*AIM OF THE TASK*
Rewrite every line of the entries below, requests included, adding 16 to each coordinate in the answers. Leave the pictures out.

*PROVIDED RECORDS*
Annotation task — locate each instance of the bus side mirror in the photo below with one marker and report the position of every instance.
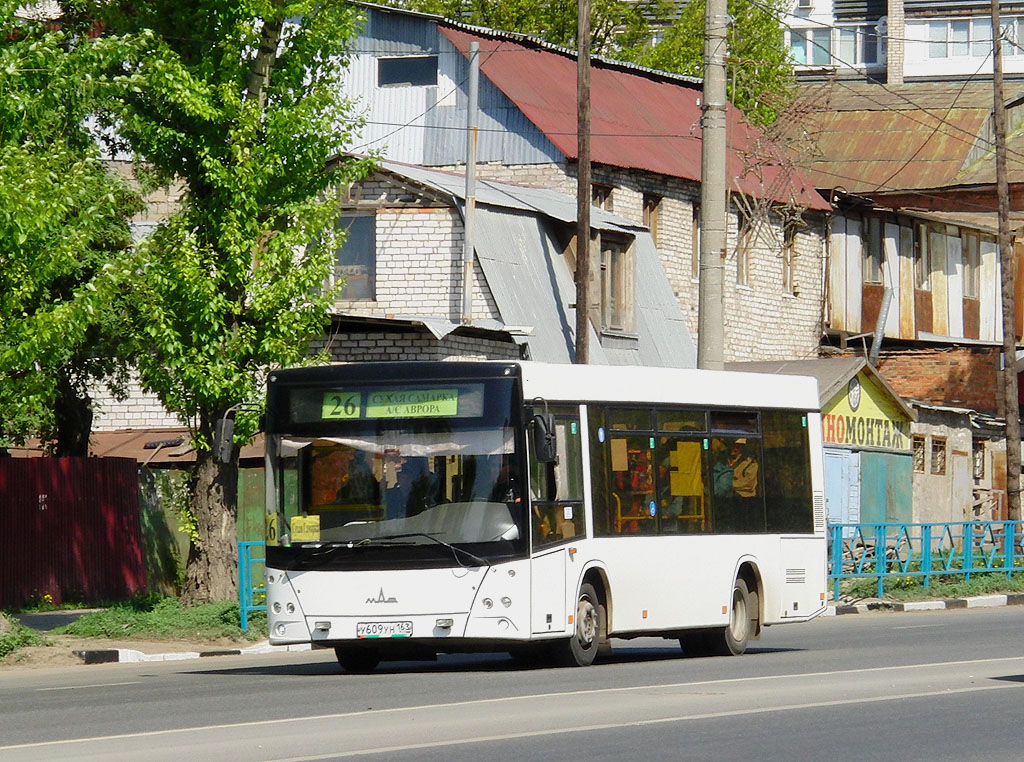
(545, 442)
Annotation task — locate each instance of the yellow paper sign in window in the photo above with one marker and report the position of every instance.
(305, 528)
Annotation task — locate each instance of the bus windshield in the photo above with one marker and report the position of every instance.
(425, 480)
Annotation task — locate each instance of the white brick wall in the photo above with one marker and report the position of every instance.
(139, 410)
(378, 346)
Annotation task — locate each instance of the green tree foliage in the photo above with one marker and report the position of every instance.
(615, 25)
(239, 101)
(760, 75)
(62, 217)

*ANSWER TO THE EXERCISE*
Annotation task — locate each instance of the bus side mirror in the photo below with one marker and report the position of every instance.
(561, 458)
Annotation task — locate each instance of the yellow paper sign in window in the photo above with one marker and report the position of every instance.
(321, 544)
Annotation task — locate each instance of the bus windshield in the photo above with one marker and report the position of every instance.
(441, 496)
Annotation task — locate each instance of the white brick wall in the photo above with one marker and report the position of every instance.
(155, 426)
(394, 362)
Annotation task — locate each instance of the green tree foliage in the photo above with one marker and report the position of every instance.
(631, 41)
(255, 117)
(776, 91)
(78, 233)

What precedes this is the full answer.